== TASK GOAL ==
Output each entry exactly; skip nothing.
════
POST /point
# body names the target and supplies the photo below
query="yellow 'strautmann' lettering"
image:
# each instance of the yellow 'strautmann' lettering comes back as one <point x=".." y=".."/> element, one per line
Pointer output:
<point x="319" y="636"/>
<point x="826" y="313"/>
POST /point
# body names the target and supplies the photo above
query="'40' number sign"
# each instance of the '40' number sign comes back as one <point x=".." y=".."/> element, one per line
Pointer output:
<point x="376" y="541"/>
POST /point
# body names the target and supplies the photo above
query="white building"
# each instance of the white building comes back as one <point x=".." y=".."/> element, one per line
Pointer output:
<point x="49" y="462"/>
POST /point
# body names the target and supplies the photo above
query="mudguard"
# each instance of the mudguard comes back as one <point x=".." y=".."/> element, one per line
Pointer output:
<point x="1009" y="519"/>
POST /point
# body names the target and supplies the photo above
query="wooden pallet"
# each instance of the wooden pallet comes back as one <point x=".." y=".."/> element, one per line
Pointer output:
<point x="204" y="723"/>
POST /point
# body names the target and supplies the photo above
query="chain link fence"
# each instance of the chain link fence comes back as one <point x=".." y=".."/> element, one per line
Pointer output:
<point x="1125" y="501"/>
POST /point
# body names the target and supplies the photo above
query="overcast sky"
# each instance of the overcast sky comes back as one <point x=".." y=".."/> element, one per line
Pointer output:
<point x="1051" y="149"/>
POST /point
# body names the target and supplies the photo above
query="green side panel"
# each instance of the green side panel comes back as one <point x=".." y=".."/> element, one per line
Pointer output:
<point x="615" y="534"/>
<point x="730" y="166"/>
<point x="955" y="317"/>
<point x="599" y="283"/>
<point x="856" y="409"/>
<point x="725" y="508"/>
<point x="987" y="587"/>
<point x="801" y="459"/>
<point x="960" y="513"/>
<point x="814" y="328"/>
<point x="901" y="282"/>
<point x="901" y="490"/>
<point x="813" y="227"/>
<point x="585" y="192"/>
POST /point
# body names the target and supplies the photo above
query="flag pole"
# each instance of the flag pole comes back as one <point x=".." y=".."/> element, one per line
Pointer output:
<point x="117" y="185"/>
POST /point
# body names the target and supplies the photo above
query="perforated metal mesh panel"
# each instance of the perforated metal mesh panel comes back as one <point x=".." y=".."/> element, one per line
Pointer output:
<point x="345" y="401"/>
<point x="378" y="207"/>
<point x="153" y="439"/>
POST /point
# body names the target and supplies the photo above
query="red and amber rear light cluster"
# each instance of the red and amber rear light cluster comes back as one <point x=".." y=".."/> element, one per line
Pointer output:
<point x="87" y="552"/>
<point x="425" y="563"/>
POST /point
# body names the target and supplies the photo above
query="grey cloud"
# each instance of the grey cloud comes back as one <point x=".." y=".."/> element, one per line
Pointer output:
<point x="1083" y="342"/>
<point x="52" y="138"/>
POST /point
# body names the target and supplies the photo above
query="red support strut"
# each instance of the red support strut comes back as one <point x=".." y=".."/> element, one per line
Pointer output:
════
== RESPONSE ==
POST /point
# body names the target and supplies the photo below
query="yellow 'strautmann' lettering"
image:
# each instance of the yellow 'strautmann' lettering comes back as one <point x=".." y=".."/> element, one per line
Pointer output:
<point x="319" y="636"/>
<point x="826" y="313"/>
POST /point
# body names the target and supplies the photo above
query="'40' number sign"
# each instance of the '40' number sign comes back as one <point x=".." y=".."/> element, one per line
Pointer output:
<point x="376" y="541"/>
POST /point
# body names the target and supplies the photo above
query="white building"
# each instance of the white building comes back as one <point x=".." y=".."/> element, one per line
Pointer output:
<point x="49" y="462"/>
POST /point
# body names the target and supplies the photo above
query="mudguard"
# each instance of the mudguard comes back as one <point x=".." y=".."/> element, one per line
Pointer output:
<point x="1009" y="519"/>
POST /point
# body names the target and supplies the photo above
query="wooden pallet"
# each instance of the wooden pallet comes back as one <point x=".." y=".."/> element, one per line
Pointer output:
<point x="204" y="723"/>
POST /point
# body names the target and supplies the photo above
query="chain link fence"
# each instance of the chain link fence comes back as one <point x=".." y=".."/> element, one per line
Pointer output:
<point x="1125" y="501"/>
POST /point
# body names the target and supplies the photo above
query="overcast sky"
# each instance of the overcast sky comes back as one <point x=".." y=".."/> element, one per line
Pointer output:
<point x="1051" y="149"/>
POST /point
# body names the target and supplies the photo above
query="green side panel"
# each instance of the green side panel comes back as one <point x=".." y=".."/> element, one per line
Pointer output:
<point x="615" y="534"/>
<point x="730" y="166"/>
<point x="955" y="317"/>
<point x="599" y="283"/>
<point x="856" y="409"/>
<point x="725" y="508"/>
<point x="987" y="587"/>
<point x="801" y="459"/>
<point x="960" y="513"/>
<point x="814" y="328"/>
<point x="901" y="282"/>
<point x="901" y="490"/>
<point x="813" y="227"/>
<point x="585" y="192"/>
POST /point
# body names the target and supplies the photo above
query="flag pole"
# each instance of the flag pole comes back as one <point x=".." y=".."/> element, one per line
Pointer output:
<point x="117" y="185"/>
POST /point
# body names the target and supplies the photo above
query="perforated metal mesh panel"
# each instance of the perforated metal mesh panel comes back as one <point x=".." y=".."/> element, one per line
Pointer output:
<point x="345" y="401"/>
<point x="378" y="207"/>
<point x="153" y="439"/>
POST /point
# body names the target and supplies the photo above
query="red and amber rear light cluster"
# each instance of the red and amber rear light cluster comes back as one <point x=".." y=".."/> element, one per line
Pointer output:
<point x="87" y="552"/>
<point x="425" y="563"/>
POST /point
# body names the target and supplies the photo above
query="grey cloud"
# each instance of the grey cloud comes back as one <point x=".." y=".."/> element, one per line
Pointer output:
<point x="1083" y="342"/>
<point x="52" y="138"/>
POST /point
# body names the target and supplies the photo above
query="red support strut"
# each instance of the red support strut comes back as one <point x=".." y=".."/> element, one per line
Pointer output:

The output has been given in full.